** Opening Records for the task block **

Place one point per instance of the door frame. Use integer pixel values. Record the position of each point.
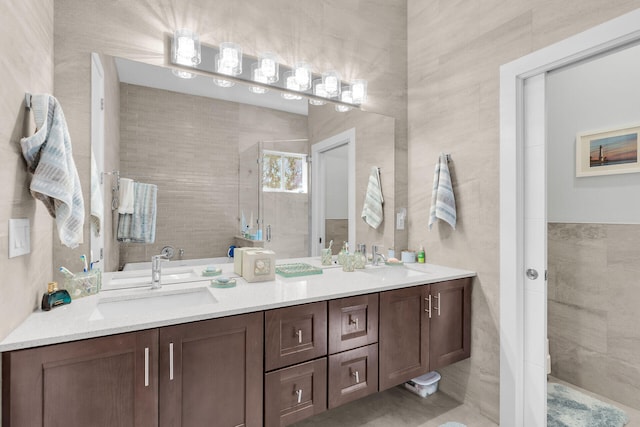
(515, 330)
(318, 198)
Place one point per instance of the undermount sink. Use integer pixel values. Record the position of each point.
(140, 278)
(386, 272)
(151, 300)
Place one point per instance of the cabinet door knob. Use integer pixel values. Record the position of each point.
(170, 361)
(146, 366)
(428, 304)
(353, 321)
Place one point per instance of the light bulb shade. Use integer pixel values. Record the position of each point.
(185, 49)
(268, 64)
(332, 84)
(318, 90)
(359, 91)
(291, 83)
(229, 59)
(302, 73)
(347, 97)
(258, 76)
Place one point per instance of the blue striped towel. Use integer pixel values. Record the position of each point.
(55, 178)
(140, 226)
(443, 202)
(372, 209)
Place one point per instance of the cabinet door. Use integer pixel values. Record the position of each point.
(353, 374)
(450, 323)
(211, 372)
(295, 393)
(353, 322)
(100, 382)
(295, 334)
(404, 335)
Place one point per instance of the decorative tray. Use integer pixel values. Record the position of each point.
(297, 269)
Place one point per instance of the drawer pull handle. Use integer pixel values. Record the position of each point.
(353, 322)
(428, 309)
(170, 361)
(357, 375)
(146, 366)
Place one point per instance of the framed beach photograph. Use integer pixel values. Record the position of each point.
(608, 152)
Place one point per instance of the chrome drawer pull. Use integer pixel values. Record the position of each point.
(146, 366)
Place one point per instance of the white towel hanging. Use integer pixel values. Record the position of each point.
(443, 201)
(372, 212)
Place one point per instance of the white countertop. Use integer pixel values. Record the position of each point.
(81, 319)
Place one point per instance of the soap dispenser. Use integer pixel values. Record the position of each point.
(54, 297)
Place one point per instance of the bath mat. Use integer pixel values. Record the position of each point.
(567, 407)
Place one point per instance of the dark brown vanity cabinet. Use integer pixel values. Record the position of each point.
(195, 374)
(210, 372)
(353, 348)
(296, 387)
(295, 334)
(101, 382)
(423, 328)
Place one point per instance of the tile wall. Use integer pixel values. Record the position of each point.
(593, 295)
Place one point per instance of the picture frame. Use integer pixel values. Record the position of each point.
(608, 152)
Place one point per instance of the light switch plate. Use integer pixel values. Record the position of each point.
(19, 237)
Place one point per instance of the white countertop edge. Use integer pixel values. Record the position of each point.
(23, 336)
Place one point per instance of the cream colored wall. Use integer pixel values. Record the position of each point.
(26, 65)
(358, 39)
(455, 50)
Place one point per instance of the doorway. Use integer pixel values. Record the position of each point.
(523, 304)
(324, 158)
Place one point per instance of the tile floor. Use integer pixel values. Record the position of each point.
(397, 407)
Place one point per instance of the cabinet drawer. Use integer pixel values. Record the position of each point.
(353, 374)
(353, 322)
(295, 334)
(295, 393)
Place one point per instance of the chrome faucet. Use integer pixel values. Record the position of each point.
(156, 270)
(376, 255)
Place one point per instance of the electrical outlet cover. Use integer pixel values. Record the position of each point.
(19, 237)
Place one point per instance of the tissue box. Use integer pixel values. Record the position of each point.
(237, 258)
(84, 284)
(258, 265)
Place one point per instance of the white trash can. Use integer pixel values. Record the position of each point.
(424, 385)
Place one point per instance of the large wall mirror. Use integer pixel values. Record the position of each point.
(223, 162)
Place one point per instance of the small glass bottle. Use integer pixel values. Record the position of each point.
(360, 259)
(343, 253)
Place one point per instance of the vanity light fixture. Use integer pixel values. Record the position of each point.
(359, 91)
(332, 85)
(185, 50)
(318, 90)
(269, 67)
(225, 65)
(291, 83)
(258, 76)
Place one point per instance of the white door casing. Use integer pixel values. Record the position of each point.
(522, 200)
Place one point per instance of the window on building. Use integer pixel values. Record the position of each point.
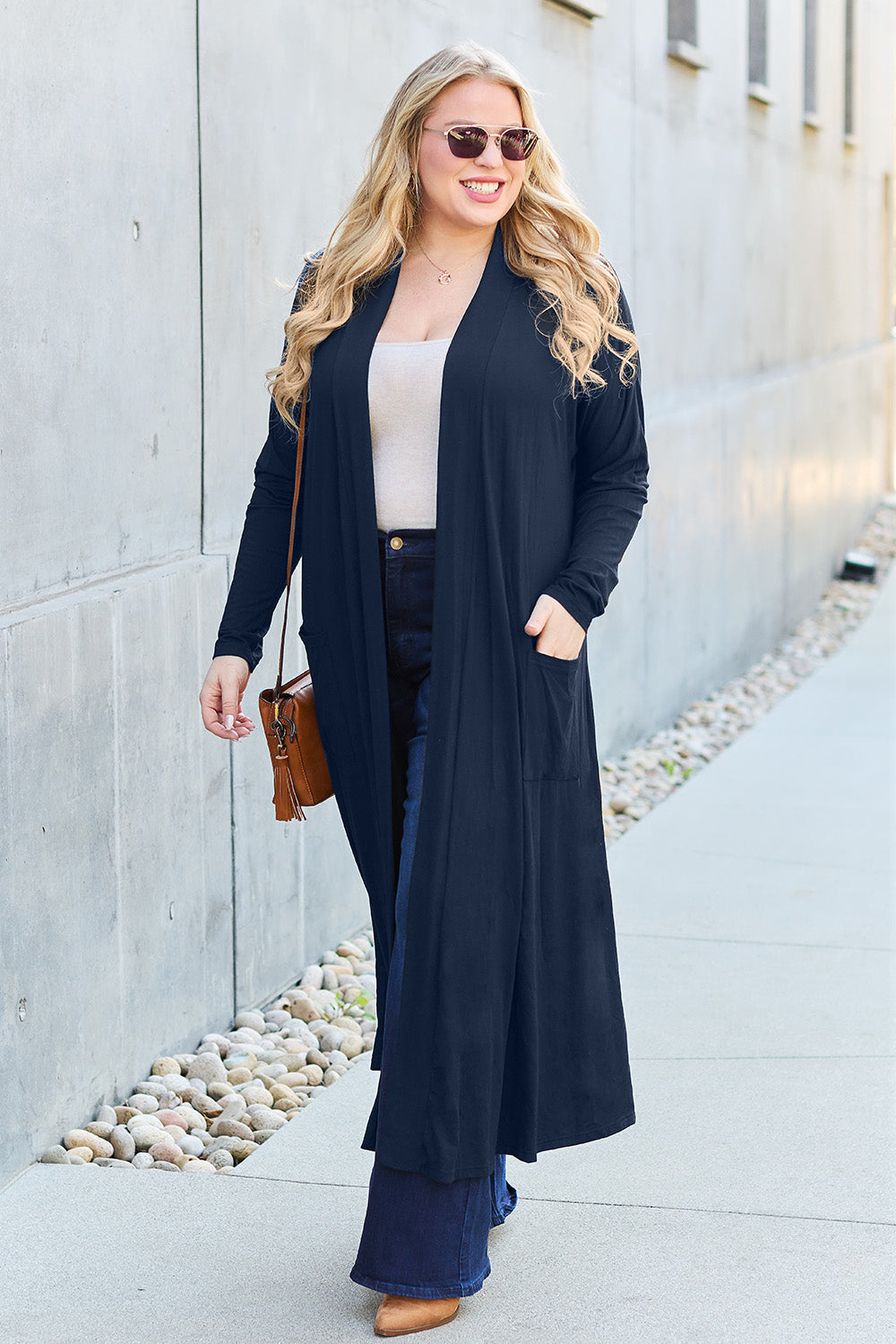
(849, 72)
(758, 43)
(681, 29)
(683, 22)
(810, 64)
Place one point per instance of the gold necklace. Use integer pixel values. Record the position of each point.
(445, 276)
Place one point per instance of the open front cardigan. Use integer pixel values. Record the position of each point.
(509, 898)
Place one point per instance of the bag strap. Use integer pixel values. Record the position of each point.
(292, 538)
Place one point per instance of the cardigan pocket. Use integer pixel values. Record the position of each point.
(552, 730)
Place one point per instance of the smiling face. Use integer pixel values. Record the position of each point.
(461, 194)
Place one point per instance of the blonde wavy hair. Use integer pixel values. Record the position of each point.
(547, 237)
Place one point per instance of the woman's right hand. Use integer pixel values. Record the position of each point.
(222, 698)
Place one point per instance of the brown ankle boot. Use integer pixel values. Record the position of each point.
(406, 1314)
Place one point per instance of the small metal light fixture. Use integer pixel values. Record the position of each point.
(858, 566)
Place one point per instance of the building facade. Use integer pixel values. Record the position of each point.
(163, 171)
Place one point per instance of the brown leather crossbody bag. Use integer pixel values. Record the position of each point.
(301, 774)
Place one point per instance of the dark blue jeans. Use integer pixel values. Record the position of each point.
(421, 1236)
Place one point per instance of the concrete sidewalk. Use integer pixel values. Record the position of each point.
(751, 1202)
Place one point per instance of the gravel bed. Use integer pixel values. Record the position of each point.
(209, 1110)
(646, 774)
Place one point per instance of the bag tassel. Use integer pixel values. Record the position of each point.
(287, 806)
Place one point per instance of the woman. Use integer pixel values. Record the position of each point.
(454, 339)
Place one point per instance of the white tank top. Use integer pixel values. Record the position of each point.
(405, 392)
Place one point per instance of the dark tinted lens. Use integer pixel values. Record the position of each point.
(466, 142)
(517, 144)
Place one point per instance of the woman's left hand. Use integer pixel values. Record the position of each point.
(562, 636)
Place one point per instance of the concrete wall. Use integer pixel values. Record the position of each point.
(163, 169)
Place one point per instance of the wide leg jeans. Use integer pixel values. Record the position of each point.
(421, 1236)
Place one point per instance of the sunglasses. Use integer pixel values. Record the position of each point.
(470, 142)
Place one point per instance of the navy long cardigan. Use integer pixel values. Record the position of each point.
(509, 898)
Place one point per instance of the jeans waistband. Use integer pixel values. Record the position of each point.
(421, 540)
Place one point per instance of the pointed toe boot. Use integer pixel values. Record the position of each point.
(406, 1314)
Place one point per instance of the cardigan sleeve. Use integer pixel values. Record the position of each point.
(260, 573)
(610, 486)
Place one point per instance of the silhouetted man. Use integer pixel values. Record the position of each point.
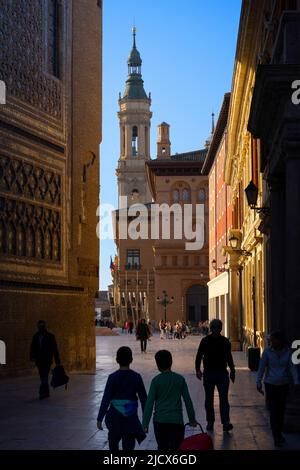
(215, 350)
(42, 350)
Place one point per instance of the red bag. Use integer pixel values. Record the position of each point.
(201, 441)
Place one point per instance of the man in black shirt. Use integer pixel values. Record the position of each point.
(215, 350)
(43, 348)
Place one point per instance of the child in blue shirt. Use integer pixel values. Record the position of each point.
(120, 403)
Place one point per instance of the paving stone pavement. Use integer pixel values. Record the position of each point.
(67, 420)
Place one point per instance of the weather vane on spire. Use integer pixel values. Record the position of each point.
(134, 34)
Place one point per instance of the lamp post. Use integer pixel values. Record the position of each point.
(222, 269)
(165, 301)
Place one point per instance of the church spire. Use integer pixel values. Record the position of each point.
(134, 83)
(212, 123)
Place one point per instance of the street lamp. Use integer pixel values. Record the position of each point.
(222, 269)
(252, 195)
(165, 301)
(233, 241)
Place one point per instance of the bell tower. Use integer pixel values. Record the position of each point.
(163, 142)
(135, 120)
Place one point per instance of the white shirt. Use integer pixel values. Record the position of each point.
(276, 367)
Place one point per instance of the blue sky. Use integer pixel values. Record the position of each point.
(188, 49)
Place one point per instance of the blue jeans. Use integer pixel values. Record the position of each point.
(221, 381)
(44, 370)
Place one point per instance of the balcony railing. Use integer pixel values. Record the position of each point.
(133, 267)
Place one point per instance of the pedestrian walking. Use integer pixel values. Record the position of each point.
(119, 404)
(130, 327)
(162, 328)
(166, 392)
(277, 370)
(143, 334)
(42, 350)
(215, 351)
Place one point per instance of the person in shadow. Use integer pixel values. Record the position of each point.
(143, 334)
(278, 371)
(119, 404)
(166, 393)
(43, 349)
(215, 351)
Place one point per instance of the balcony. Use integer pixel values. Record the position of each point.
(133, 267)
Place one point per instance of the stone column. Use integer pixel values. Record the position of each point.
(292, 248)
(277, 253)
(291, 315)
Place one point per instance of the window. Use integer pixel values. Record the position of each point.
(133, 259)
(201, 195)
(164, 261)
(186, 195)
(135, 194)
(134, 141)
(53, 38)
(175, 195)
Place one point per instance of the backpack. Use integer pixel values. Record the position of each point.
(59, 377)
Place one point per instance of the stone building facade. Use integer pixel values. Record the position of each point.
(266, 51)
(50, 131)
(133, 273)
(224, 272)
(146, 266)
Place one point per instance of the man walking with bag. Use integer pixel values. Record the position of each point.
(43, 348)
(215, 351)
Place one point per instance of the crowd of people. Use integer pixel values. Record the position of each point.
(124, 387)
(176, 330)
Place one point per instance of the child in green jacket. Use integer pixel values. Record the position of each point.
(166, 391)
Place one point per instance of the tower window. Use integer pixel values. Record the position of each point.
(134, 141)
(175, 195)
(53, 38)
(201, 195)
(133, 259)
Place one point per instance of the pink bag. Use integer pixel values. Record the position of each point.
(201, 441)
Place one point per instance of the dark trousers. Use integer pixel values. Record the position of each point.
(221, 381)
(276, 397)
(128, 442)
(44, 370)
(168, 436)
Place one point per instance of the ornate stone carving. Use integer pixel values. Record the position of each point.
(28, 229)
(24, 179)
(22, 57)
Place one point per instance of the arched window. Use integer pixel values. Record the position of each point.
(134, 141)
(201, 195)
(186, 195)
(175, 195)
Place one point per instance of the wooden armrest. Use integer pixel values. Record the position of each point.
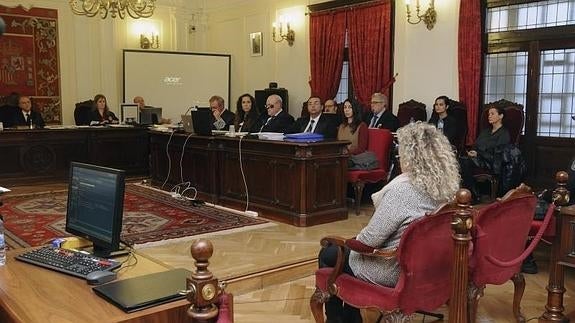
(366, 250)
(335, 240)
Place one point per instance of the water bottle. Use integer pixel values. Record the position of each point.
(2, 243)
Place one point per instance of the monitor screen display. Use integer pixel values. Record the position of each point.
(150, 115)
(95, 205)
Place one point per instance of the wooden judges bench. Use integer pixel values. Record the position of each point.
(302, 184)
(29, 156)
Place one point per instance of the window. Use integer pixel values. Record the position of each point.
(557, 93)
(531, 60)
(531, 15)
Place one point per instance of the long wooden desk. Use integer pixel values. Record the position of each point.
(31, 294)
(29, 156)
(302, 184)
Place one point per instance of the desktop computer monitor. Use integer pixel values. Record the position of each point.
(95, 206)
(150, 115)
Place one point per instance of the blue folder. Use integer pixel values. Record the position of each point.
(304, 137)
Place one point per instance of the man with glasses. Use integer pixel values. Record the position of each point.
(276, 119)
(380, 116)
(316, 122)
(27, 117)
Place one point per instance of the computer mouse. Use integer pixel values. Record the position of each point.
(100, 277)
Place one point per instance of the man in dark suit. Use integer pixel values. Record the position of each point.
(276, 119)
(221, 117)
(27, 117)
(316, 122)
(380, 116)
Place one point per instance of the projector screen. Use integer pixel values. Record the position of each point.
(175, 81)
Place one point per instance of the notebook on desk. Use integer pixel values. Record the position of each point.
(138, 293)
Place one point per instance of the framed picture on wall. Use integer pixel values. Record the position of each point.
(256, 44)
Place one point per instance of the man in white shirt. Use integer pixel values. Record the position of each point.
(380, 116)
(276, 119)
(317, 122)
(26, 117)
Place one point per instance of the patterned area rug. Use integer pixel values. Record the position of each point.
(151, 217)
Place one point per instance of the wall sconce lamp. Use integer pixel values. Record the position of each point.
(429, 17)
(289, 35)
(146, 43)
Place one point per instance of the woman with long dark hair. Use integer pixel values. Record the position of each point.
(101, 112)
(246, 113)
(443, 120)
(353, 129)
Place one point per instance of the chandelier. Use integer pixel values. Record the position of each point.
(134, 8)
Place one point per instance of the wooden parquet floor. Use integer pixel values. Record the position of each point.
(284, 297)
(289, 302)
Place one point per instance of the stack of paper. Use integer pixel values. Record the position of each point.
(271, 135)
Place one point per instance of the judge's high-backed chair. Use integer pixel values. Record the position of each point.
(83, 113)
(380, 143)
(500, 233)
(513, 121)
(428, 253)
(411, 111)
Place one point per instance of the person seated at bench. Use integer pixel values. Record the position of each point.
(381, 116)
(486, 150)
(317, 121)
(442, 120)
(26, 117)
(353, 129)
(222, 118)
(430, 177)
(276, 119)
(246, 114)
(101, 113)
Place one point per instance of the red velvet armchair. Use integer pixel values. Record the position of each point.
(380, 143)
(514, 120)
(501, 230)
(425, 256)
(411, 110)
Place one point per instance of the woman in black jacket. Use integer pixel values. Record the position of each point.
(443, 120)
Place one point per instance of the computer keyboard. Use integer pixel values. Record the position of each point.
(66, 261)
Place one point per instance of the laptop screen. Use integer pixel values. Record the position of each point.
(138, 293)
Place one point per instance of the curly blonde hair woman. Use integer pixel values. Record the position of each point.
(430, 177)
(426, 156)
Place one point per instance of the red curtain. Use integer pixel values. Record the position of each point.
(469, 50)
(327, 37)
(369, 32)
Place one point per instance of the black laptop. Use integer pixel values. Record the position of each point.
(138, 293)
(202, 120)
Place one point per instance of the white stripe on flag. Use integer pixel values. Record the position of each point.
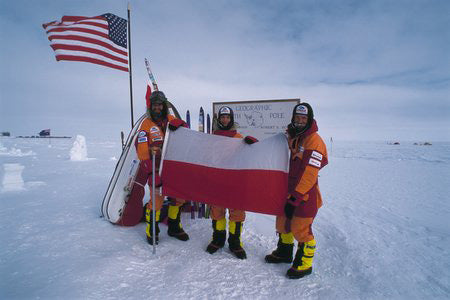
(215, 151)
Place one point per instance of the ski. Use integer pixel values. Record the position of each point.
(191, 203)
(201, 128)
(208, 131)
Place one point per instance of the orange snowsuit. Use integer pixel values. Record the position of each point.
(217, 212)
(308, 156)
(151, 134)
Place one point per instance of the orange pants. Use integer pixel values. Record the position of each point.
(159, 199)
(300, 227)
(218, 213)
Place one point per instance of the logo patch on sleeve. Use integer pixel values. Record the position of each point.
(315, 162)
(316, 155)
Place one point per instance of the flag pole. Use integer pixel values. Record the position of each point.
(129, 65)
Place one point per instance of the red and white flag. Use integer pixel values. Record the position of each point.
(226, 171)
(100, 40)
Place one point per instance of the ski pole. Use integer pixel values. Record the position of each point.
(153, 204)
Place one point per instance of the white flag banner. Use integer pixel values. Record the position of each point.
(226, 171)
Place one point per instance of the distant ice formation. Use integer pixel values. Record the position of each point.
(79, 149)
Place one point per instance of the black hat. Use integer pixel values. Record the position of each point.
(301, 109)
(157, 97)
(160, 98)
(225, 110)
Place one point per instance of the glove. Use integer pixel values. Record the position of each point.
(158, 181)
(174, 124)
(155, 150)
(250, 140)
(146, 165)
(289, 210)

** Closing Records for the task block **

What you will do
What should appear is an exact copy of the lines from the one with "Place one point per instance of the red and" through the end of the entries above, ends included, and no other text.

Solution to this problem
Place one point per instance of the red and white flag. Use integer pixel values. Record the position of each point.
(226, 171)
(100, 40)
Place one point per instance of the ski pole. Use integer pixel values. Record the position of each point.
(153, 204)
Place one point per instance of the white flag banner. Use integer pixel values. Record the position of each point.
(226, 171)
Place one point per instance of the distant ice formation. Use integer pixel values. Record the position of each point.
(79, 149)
Place one point per instance of the black hat. Use integer pixel values. Record the position of each point.
(301, 109)
(157, 97)
(160, 98)
(225, 110)
Place one point per instance of the glove. Use integer pixel values. Record the position of each point.
(158, 181)
(174, 124)
(155, 150)
(250, 140)
(146, 165)
(289, 210)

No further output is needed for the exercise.